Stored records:
####################

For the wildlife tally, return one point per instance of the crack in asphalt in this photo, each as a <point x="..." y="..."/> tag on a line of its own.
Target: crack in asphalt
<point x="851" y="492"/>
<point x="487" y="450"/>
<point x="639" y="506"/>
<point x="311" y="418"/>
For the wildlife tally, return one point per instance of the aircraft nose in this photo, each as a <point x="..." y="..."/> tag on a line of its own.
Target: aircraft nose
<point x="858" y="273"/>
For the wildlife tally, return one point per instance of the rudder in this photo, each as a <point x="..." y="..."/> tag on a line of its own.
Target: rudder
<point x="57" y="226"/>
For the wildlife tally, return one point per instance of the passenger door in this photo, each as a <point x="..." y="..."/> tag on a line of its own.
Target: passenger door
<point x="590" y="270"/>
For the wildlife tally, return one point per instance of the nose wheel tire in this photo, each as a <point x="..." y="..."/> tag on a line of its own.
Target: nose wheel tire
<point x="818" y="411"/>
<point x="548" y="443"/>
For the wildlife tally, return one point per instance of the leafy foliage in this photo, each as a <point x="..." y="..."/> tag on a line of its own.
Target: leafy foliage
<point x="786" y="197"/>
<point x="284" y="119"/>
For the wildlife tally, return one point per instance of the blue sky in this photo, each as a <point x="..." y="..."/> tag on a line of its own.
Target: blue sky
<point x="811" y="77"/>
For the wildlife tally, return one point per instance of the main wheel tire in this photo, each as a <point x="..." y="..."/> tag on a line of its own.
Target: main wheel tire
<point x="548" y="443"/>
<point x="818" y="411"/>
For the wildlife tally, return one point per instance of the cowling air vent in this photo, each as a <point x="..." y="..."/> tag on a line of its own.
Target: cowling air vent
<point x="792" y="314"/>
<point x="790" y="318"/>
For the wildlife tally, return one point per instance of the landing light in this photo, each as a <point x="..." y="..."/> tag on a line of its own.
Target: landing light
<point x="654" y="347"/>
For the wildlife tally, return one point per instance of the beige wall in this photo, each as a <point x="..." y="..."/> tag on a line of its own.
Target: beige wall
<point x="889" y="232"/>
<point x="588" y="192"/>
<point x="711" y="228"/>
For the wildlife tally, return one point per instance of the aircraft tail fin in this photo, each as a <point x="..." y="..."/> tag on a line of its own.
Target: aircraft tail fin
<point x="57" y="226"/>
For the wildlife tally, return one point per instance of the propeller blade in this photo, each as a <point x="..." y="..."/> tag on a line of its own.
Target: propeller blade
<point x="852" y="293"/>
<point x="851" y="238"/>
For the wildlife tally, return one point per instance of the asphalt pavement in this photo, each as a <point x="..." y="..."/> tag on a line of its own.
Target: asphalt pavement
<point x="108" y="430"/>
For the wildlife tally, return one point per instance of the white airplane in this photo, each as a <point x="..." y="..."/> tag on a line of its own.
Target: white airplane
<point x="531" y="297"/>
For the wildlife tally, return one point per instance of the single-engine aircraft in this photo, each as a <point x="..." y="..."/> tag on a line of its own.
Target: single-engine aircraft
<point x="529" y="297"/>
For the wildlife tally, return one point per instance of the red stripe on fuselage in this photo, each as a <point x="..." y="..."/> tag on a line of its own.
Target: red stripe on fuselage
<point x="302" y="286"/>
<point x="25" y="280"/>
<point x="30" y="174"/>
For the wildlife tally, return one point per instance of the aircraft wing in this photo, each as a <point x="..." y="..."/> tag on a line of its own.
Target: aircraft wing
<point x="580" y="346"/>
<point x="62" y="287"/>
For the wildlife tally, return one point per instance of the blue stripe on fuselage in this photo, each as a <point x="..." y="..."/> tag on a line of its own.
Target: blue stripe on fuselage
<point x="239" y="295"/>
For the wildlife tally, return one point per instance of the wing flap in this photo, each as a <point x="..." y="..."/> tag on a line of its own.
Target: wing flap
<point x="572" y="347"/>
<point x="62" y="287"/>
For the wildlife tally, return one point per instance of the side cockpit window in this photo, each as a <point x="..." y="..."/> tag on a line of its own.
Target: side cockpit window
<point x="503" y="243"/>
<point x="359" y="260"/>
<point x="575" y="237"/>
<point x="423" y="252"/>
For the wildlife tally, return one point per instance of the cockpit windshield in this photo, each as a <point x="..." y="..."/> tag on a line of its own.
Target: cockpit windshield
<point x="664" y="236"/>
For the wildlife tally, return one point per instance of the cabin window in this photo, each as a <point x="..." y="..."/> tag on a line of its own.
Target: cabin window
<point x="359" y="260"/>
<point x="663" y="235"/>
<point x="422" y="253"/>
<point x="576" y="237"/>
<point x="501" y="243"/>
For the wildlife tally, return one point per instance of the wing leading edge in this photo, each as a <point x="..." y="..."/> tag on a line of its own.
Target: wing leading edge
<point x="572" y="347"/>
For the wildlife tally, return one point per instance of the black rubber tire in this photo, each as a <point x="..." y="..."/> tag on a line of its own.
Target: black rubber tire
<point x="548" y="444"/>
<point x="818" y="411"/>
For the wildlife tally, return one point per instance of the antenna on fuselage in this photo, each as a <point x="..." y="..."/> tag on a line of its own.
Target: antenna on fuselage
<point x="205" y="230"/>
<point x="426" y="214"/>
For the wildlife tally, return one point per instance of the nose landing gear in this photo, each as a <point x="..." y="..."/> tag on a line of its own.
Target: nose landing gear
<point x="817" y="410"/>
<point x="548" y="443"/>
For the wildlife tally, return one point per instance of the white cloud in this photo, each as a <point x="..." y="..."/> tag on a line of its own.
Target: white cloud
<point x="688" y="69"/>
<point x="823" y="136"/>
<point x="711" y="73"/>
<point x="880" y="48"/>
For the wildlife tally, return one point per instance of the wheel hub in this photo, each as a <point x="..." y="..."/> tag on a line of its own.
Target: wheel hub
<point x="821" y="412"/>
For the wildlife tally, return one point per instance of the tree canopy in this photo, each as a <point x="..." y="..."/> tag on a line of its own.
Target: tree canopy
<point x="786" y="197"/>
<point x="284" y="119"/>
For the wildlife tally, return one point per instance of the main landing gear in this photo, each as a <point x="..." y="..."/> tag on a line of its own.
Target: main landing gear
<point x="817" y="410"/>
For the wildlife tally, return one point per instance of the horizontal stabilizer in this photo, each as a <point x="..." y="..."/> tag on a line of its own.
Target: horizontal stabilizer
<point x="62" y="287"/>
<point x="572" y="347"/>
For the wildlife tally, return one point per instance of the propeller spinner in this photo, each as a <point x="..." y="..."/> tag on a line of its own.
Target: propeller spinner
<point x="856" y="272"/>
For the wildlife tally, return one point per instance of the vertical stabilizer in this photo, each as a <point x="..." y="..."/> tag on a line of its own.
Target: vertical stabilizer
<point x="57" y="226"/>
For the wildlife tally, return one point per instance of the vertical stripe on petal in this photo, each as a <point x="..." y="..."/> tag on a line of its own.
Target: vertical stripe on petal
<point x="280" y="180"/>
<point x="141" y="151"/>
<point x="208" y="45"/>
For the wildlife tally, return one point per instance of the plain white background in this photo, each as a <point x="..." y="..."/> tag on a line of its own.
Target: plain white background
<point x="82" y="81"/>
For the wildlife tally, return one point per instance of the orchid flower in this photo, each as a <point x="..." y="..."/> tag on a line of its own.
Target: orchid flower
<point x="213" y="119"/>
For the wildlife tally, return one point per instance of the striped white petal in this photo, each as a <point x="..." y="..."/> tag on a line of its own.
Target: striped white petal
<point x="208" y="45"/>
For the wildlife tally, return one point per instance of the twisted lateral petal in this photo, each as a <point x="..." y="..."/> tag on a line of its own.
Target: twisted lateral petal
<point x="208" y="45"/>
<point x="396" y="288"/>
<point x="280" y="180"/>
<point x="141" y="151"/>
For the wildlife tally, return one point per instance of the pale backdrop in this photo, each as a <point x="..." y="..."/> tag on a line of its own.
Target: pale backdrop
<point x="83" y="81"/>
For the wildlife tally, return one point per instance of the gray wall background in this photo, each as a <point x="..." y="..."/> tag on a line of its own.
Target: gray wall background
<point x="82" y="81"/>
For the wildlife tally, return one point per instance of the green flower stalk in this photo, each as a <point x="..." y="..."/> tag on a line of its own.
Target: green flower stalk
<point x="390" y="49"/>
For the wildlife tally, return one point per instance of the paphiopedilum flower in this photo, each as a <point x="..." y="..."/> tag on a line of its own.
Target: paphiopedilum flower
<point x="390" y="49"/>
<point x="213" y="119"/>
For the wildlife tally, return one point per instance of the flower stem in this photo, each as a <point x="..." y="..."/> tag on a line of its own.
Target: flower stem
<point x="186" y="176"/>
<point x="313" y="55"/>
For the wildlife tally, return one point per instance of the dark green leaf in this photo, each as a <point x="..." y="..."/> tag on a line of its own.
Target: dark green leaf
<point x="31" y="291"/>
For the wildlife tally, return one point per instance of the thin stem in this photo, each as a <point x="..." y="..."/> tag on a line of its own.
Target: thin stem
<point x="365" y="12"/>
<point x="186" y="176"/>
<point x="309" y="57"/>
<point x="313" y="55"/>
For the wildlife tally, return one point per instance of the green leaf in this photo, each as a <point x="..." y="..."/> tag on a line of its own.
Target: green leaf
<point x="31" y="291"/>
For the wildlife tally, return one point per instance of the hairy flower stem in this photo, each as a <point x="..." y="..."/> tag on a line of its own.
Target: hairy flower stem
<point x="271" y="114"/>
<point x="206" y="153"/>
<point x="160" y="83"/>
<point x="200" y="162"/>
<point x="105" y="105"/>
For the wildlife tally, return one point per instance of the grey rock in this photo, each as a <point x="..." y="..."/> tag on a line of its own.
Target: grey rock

####################

__ASSIGNMENT__
Using the records above, filter out every line that lacks the string "grey" and copy the rest.

__SOLUTION FOR THIS EXERCISE__
For the wildlife tally, return one point per instance of the grey rock in this photo, each as a <point x="..." y="..."/> tag on a line of its own.
Target: grey rock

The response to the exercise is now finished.